▶ EXERCISE GOAL
Please copy all of the entries below line for line, with no changes.

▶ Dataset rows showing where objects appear
────────────────
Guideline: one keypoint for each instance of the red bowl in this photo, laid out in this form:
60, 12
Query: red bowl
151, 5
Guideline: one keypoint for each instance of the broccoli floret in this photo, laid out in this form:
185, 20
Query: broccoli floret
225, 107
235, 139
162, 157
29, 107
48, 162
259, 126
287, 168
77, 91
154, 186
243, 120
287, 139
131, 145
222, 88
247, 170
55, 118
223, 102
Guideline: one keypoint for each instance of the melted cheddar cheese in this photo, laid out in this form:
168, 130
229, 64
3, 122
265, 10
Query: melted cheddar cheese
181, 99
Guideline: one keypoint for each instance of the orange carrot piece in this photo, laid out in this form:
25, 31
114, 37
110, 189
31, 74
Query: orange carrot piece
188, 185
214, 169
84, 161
────────────────
▶ PROBLEM SOLUTION
Guideline: one keypoint for each instance of the red bowl in this photo, laid out in this form:
60, 12
Query: red bowl
151, 5
Guideline: one keypoint for each instance of the broccoli floret in this photo, laid out in this form:
185, 20
Query: broccoli floret
225, 107
235, 139
162, 157
29, 107
48, 162
259, 126
287, 168
77, 91
154, 186
243, 120
287, 139
131, 145
222, 88
247, 170
55, 118
223, 102
Guideline: one keypoint for each instance of the melted cheddar cheese in this photo, laid out in this form:
168, 130
229, 64
3, 122
265, 10
Query: melted cheddar cheese
181, 99
Guideline: one keypoint for each instance of the orange carrot piece in this photo, laid out in this form:
25, 31
114, 37
110, 189
31, 74
Query: orange carrot piece
188, 185
214, 169
84, 161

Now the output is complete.